Extract to read:
"""
Processing webcam images in real time from the notebook

In this recipe, we show how to let the notebook and the Python kernel communicate in both directions.

Specifically, we will retrieve the webcam feed from the browser using HTML5's <video> element, and pass it to Python in real time using the interactive capabilities of the IPython notebook 2.0+. Then, we will process the image in Python with an edge detector (implemented in scikit-image), and display it in the notebook in real time.

Most of the code for this recipe comes from Jason Grout's example, available at https://github.com/jasongrout/ipywidgets.

Getting ready

You need Pillow and scikit-image for this recipe. (For more information, refer to Chapter 11, Image and Audio Processing.)

You also need a recent browser supporting the HTML5 capture API. You can find the specification at http://dev.w3.org/2011/webrtc/editor/getusermedia.html.

How to do it...

  1. We need to import several modules as follows:
    In [1]: from IPython.html.widgets import DOMWidget
            from IPython.utils.traitlets import (Unicode, Bytes,
                                                 Instance)
            from IPython.display import display
            
            from skimage import io, filter, color
            import urllib
            import base64
            from PIL import Image
            from io import BytesIO # to change in Python 2
            import numpy as np
            from numpy import array, ndarray
            import matplotlib.pyplot as plt
  2. We define two functions to convert images from and to base64 strings. This conversion is a common way to pass binary data between processes (in our case, the browser and Python):
    In [2]: def to_b64(img):
                imgdata = BytesIO()
                pil = Image.fromarray(img)
                pil.save(imgdata, format='PNG')
                imgdata.seek(0)
                return urllib.parse.quote(
                            base64.b64encode(
                                imgdata.getvalue()))
    In [3]: def from_b64(b64):
                im = Image.open(BytesIO(
                                        base64.b64decode(b64)))
                return array(im)
  3. We define a Python function that will process the webcam image in real time. It accepts and returns a NumPy array. This function applies an edge detector with the roberts() function in scikit-image as follows:
    In [4]: def process_image(image):
                img = filter.roberts(image[:,:,0]/255.)
"""
Records for this task:
"""
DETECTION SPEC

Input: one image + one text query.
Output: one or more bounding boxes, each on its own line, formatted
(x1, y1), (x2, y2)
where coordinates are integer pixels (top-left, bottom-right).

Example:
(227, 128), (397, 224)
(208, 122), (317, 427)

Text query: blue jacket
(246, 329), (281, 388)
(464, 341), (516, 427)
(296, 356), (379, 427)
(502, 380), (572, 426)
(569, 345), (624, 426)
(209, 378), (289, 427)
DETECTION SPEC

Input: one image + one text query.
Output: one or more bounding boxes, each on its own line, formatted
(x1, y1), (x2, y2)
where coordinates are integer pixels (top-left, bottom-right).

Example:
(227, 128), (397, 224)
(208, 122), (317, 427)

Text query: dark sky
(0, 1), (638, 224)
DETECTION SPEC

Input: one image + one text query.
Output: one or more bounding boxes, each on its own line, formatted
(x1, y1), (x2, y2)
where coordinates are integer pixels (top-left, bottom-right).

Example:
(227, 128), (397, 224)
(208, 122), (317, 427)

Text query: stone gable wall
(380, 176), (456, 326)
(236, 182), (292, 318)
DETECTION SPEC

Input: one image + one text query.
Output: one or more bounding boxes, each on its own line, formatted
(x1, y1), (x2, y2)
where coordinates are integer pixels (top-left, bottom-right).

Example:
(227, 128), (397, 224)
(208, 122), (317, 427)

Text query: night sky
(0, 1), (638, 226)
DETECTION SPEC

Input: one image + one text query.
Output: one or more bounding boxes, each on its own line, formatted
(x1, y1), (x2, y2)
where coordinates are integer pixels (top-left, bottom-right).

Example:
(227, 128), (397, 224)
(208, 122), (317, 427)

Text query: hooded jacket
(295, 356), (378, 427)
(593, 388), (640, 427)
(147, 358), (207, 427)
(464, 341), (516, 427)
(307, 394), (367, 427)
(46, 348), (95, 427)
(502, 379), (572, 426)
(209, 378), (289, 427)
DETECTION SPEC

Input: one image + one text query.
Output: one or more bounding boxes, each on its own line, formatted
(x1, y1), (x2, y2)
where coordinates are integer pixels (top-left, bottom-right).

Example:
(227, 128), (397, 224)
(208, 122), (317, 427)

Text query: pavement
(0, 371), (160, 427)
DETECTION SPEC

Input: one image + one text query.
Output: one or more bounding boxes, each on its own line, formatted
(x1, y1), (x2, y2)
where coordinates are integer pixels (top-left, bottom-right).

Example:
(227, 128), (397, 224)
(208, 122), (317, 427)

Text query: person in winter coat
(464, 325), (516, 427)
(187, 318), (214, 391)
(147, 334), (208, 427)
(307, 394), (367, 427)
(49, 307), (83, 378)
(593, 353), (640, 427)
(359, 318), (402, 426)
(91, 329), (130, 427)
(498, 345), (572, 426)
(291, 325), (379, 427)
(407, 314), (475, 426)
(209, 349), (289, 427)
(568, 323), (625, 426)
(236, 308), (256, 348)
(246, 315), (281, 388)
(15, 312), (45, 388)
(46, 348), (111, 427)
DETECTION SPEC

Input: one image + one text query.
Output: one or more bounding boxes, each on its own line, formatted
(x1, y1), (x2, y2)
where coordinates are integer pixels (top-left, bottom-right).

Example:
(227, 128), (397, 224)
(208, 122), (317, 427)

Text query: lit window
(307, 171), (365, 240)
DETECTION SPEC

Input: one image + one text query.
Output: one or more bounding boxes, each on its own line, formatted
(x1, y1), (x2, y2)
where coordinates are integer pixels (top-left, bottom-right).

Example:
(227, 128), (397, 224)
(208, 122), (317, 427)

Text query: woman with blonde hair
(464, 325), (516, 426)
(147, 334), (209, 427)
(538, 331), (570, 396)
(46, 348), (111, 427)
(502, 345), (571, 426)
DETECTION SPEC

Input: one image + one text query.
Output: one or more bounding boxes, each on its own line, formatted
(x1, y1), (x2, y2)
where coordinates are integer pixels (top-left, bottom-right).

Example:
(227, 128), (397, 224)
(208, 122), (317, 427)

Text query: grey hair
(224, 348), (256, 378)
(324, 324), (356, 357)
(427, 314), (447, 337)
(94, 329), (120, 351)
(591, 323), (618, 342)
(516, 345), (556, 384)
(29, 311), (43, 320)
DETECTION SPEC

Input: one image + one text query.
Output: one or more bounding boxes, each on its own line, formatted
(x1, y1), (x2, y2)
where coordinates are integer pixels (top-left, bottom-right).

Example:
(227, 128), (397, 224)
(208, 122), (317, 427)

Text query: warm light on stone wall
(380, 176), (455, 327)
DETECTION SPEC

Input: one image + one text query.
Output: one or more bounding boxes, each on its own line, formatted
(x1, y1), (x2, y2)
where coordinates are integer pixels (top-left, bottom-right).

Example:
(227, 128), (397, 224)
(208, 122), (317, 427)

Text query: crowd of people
"""
Stated exercise 1:
In the webcam recipe, why does step 2 define functions that convert images to and from base64 strings? Answer in one to three sentences.
Stated exercise 2:
Gather every line of the records that contains the string "stone", treating uppercase and lowercase as different.

Written solution 1:
Base64 conversion is a common way to pass binary data between processes. In this recipe, those processes are the browser and Python.

Written solution 2:
Text query: stone gable wall
Text query: warm light on stone wall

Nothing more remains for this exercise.